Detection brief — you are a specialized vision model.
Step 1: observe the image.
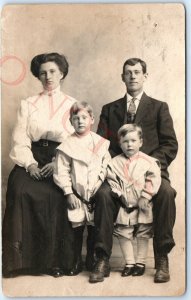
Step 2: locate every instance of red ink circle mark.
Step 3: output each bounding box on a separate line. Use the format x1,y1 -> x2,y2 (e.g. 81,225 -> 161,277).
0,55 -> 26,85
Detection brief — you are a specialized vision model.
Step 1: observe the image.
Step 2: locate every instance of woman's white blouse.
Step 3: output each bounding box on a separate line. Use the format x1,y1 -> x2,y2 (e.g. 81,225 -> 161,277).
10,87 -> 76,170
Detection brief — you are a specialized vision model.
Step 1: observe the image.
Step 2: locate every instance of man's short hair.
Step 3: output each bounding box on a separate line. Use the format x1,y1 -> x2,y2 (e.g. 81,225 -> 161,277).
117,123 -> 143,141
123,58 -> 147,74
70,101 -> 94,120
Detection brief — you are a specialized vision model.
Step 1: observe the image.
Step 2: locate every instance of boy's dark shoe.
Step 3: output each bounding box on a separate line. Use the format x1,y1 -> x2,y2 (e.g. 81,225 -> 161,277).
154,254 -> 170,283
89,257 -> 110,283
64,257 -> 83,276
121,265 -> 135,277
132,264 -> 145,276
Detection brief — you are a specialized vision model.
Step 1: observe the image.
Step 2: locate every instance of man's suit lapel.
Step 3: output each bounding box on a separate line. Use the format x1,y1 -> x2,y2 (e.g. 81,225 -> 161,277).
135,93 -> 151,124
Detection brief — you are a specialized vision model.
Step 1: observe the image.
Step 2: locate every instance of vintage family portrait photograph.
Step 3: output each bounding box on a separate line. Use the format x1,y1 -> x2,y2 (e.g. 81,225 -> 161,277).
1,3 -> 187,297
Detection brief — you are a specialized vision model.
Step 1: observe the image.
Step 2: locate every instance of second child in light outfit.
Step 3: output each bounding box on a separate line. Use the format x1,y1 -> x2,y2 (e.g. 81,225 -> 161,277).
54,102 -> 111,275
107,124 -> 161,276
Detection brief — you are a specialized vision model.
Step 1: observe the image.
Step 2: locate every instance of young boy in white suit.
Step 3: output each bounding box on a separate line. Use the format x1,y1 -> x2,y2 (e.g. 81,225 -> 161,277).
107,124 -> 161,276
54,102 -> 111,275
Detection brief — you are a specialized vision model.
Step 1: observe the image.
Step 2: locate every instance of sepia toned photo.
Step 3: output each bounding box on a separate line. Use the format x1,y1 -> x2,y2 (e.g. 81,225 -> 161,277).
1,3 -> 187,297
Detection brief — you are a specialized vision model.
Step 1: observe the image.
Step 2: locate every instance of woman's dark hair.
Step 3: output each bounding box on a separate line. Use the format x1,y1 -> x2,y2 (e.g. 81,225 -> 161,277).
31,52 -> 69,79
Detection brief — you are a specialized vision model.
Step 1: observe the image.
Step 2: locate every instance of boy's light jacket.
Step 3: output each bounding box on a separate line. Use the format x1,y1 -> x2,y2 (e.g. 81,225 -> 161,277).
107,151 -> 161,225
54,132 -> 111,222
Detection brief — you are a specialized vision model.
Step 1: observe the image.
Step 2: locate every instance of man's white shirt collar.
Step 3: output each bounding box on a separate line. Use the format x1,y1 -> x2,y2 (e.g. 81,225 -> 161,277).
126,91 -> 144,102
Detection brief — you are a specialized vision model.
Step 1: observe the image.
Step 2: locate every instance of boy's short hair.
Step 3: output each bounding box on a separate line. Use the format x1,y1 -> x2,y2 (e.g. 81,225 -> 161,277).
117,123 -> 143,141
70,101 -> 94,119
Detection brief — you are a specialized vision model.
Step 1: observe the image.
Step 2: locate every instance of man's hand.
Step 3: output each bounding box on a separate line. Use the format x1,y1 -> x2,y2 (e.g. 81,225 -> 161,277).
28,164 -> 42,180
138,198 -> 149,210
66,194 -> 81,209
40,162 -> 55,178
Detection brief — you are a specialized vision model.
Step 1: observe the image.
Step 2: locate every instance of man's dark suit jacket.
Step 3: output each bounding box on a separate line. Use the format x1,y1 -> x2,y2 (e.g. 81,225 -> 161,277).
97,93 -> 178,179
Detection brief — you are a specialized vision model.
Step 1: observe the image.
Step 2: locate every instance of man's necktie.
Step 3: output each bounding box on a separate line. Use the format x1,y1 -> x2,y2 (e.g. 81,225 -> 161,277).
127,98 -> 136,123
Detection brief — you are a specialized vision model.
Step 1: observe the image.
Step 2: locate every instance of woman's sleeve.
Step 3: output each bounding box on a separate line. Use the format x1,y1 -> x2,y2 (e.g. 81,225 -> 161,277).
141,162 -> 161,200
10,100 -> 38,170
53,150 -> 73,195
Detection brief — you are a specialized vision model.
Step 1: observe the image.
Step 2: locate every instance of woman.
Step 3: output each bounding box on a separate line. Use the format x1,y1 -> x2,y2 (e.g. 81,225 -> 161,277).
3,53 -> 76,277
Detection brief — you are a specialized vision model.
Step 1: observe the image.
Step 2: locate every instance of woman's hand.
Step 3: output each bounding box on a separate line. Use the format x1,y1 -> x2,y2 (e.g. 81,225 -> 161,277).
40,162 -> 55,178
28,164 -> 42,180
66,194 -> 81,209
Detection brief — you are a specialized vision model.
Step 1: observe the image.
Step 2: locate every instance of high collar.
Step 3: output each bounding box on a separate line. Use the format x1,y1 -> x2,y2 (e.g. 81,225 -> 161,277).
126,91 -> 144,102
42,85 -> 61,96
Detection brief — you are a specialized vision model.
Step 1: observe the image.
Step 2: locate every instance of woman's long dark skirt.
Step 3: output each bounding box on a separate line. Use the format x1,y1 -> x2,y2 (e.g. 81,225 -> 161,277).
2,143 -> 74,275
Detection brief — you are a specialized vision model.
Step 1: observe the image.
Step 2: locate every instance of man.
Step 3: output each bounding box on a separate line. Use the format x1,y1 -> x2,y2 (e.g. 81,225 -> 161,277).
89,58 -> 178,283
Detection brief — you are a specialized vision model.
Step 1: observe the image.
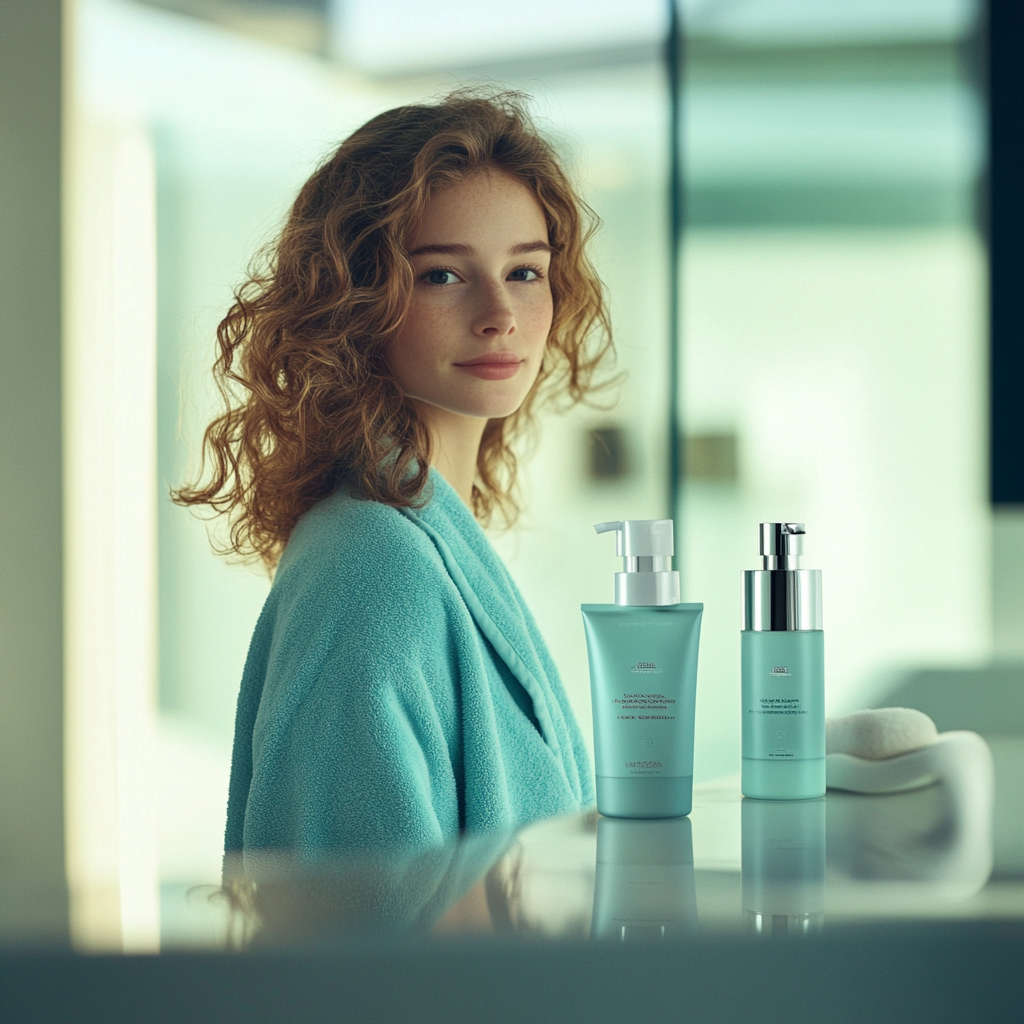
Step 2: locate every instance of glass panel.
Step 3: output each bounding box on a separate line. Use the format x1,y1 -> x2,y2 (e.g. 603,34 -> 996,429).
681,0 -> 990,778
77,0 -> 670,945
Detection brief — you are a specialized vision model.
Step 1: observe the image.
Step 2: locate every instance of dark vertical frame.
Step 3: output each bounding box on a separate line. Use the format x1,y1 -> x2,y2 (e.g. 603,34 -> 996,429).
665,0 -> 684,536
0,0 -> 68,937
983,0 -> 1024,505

● ● ● ● ● ● ●

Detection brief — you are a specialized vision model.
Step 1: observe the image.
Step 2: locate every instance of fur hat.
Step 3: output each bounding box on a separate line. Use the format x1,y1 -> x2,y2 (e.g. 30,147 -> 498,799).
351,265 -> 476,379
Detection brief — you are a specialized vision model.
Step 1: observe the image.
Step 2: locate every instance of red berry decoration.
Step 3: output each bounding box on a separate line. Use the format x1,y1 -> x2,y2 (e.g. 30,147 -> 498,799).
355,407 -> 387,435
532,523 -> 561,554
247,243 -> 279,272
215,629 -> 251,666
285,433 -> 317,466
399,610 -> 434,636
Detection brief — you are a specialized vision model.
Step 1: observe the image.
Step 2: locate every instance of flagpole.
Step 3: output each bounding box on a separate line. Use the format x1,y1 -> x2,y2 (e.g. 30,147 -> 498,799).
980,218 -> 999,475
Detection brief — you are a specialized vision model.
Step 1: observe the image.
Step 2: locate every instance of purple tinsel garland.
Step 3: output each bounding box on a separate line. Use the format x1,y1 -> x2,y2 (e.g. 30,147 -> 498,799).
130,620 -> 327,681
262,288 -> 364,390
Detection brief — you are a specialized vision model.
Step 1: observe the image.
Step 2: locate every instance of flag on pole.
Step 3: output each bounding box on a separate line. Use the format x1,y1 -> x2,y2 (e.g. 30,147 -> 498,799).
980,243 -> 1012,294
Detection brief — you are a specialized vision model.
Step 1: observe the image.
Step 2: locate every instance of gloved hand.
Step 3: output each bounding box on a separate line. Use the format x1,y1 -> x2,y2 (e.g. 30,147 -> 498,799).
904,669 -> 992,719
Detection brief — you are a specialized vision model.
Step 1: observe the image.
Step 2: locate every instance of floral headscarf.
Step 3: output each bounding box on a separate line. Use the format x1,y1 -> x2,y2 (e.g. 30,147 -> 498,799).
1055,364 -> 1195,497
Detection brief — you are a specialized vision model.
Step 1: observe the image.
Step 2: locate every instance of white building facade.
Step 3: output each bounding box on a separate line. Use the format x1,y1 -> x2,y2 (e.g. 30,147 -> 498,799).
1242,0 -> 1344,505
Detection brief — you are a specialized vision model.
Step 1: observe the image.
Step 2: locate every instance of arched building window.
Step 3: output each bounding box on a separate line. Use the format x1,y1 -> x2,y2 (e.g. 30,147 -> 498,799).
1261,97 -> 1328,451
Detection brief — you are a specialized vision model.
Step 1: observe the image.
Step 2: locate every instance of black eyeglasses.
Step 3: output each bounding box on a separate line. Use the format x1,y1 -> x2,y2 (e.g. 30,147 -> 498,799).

● ● ● ● ● ● ●

● WHAT TO PRODUCE
Extract every line of the material above that contains the word "suit".

● OUTPUT BELOW
Step 2: locate every instance of man's suit lapel.
Step 2: locate every instance of young boy in white suit.
Step 2: locate every instance of man's dark suit jacket.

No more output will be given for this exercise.